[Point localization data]

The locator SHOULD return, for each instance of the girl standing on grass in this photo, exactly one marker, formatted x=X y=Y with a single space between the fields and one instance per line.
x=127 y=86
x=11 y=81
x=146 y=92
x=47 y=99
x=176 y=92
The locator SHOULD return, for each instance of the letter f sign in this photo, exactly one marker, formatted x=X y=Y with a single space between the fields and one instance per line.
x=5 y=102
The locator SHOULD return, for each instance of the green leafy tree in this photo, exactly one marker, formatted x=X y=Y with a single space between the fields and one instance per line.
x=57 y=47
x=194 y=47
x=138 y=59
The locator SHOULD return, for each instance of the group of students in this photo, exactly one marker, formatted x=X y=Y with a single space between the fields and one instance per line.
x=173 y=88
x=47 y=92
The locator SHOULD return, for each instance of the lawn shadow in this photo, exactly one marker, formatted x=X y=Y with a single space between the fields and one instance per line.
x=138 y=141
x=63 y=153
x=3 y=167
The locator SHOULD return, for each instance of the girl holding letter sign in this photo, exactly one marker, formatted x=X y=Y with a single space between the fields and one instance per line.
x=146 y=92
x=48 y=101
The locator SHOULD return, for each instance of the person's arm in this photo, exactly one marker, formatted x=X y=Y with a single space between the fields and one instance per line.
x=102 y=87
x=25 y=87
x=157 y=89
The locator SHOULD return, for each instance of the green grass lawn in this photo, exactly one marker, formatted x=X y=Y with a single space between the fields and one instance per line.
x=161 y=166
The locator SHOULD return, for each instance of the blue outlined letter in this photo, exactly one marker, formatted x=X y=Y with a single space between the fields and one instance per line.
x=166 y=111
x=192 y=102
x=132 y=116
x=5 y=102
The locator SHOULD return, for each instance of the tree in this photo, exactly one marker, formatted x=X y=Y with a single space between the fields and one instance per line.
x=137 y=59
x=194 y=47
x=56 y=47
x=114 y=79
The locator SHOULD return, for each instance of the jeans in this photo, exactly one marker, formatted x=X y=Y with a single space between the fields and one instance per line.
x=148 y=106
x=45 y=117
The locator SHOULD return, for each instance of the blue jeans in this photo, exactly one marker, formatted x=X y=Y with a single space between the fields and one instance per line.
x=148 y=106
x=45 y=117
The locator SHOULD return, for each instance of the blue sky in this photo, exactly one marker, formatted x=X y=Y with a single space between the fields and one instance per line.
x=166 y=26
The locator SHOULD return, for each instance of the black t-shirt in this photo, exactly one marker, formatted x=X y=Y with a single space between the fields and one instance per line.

PROMPT: Set every record down word for word, omitting none.

EXERCISE ANSWER:
The locator SHOULD return, for each instance of the girl standing on grass in this photo, exactly one marker, formatted x=X y=Y with a single space between the fields and one instance per line.
x=127 y=86
x=11 y=81
x=146 y=92
x=47 y=99
x=176 y=92
The locator SHOULD return, for each instance of the letter f sign in this photo, exactly one marker, formatted x=X y=Y with a single space between the fields and one instance per line.
x=5 y=102
The locator SHOULD return, for each instance of the green leafy tree in this photo, exactly one marker, formatted x=X y=Y with a single space between the fields and one instance per line.
x=57 y=47
x=194 y=47
x=138 y=59
The locator SHOULD return, for each instance of the group of students in this photo, exactly one marker, formatted x=X y=Y with a single space between the fields and one instance per line.
x=173 y=88
x=47 y=92
The locator SHOULD return, for each instance of the lawn shadow in this photo, exactly one marker, formatted x=X y=Y with a single space between the fields and one instance per line.
x=138 y=141
x=63 y=153
x=3 y=167
The locator SHOULD return, for each instance of the girl holding letter sign in this photo, exactly one marker, formatted x=X y=Y with a single space between the fields and one instance per line.
x=146 y=92
x=48 y=101
The locator SHOULD return, for each instance of the person's arm in this photo, exactly one marker, formatted x=X y=Y with a single space between the fields and one instance per line.
x=102 y=87
x=25 y=87
x=157 y=89
The locator SHOULD return, for each instance of the green grass lawn in this photo, exactly one marker, formatted x=X y=Y with a single space between the fields and one instance per line.
x=161 y=166
The locator SHOULD return, for each instance of the blue outlined letter in this photo, exactly one marker, formatted x=X y=Y with a single space between the fields and one instance per line.
x=166 y=111
x=192 y=102
x=132 y=116
x=5 y=102
The locator SHOULD return, for each instance of the tree in this photo, exactly one marker, formatted x=X y=Y with a single space between the fields and one instance per line.
x=137 y=59
x=194 y=47
x=56 y=47
x=114 y=79
The locator SHOULD return, for each instance of the jeans in this photo, exactly one marker, formatted x=X y=Y with a single space between the fields and one instance per line.
x=148 y=106
x=45 y=117
The locator SHOULD return, for each instance of the blue jeans in this photo, exactly one marker, formatted x=X y=Y with a single space between the fields and one instance per line.
x=148 y=106
x=45 y=117
The locator SHOULD return, for each instance of the blue sky in this photo, exactly one marker, formatted x=X y=Y with a single space between the fields and one instance per line.
x=166 y=26
The locator SHOULD return, for each instance of the black t-shirt in this photo, exactly one marker, formatted x=X y=Y with a single space between the fields and one instance per line.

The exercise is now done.